### WHAT IS REQUIRED
Pick out every line in the items below that contains the word "oven", and copy each of those lines. Case counts, so a match must have the same capital and small letters.

### RECORDS FOR THIS TASK
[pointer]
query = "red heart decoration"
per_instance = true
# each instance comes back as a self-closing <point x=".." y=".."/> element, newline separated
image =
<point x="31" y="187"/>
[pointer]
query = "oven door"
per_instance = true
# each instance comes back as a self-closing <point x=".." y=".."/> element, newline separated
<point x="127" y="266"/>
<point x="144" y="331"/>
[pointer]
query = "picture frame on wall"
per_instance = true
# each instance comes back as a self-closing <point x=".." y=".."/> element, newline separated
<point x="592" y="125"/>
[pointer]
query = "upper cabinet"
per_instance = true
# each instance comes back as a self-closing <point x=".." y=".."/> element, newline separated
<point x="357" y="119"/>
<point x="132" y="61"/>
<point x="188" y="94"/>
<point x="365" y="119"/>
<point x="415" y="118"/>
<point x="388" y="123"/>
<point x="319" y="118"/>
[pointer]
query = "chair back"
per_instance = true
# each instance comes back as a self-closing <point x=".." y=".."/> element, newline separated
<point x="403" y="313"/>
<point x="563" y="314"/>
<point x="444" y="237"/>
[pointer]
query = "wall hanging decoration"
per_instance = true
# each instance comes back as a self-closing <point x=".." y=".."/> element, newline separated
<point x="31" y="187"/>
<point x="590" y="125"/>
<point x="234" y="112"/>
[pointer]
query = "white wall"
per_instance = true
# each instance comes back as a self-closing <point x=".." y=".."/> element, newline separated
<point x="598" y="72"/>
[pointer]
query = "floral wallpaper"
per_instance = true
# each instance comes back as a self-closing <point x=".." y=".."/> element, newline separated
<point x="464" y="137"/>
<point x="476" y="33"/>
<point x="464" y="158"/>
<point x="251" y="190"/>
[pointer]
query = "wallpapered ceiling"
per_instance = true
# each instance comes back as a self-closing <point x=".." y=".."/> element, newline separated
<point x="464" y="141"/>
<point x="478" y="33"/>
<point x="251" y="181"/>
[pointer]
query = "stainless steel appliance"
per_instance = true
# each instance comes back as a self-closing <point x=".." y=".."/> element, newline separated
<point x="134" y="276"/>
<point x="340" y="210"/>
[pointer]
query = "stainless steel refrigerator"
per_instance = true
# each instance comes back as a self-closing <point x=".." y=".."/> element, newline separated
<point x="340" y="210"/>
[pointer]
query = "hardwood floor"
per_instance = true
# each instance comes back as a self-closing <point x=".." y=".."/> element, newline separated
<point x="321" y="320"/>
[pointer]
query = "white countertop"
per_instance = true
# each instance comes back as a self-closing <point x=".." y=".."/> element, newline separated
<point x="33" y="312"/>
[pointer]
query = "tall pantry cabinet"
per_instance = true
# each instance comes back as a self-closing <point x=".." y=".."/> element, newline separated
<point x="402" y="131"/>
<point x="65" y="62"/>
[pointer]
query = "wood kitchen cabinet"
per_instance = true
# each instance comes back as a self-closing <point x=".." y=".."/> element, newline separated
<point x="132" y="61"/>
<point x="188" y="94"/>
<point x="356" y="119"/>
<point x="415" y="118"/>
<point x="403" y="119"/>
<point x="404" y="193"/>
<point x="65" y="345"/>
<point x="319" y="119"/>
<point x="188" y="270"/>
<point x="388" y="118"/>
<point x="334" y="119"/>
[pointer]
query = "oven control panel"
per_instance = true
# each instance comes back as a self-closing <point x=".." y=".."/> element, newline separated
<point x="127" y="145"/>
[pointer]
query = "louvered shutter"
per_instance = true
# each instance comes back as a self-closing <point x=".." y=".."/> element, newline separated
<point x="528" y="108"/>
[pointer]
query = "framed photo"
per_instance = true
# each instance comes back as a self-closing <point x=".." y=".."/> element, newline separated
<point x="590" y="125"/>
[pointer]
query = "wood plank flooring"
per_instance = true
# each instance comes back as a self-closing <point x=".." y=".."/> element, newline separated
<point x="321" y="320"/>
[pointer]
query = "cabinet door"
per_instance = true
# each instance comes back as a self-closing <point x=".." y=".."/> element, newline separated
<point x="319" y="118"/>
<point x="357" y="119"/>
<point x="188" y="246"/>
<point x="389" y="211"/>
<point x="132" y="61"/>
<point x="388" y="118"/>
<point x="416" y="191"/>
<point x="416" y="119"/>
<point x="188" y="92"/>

### RESULT OF THE TASK
query = "oven door"
query = "oven control panel"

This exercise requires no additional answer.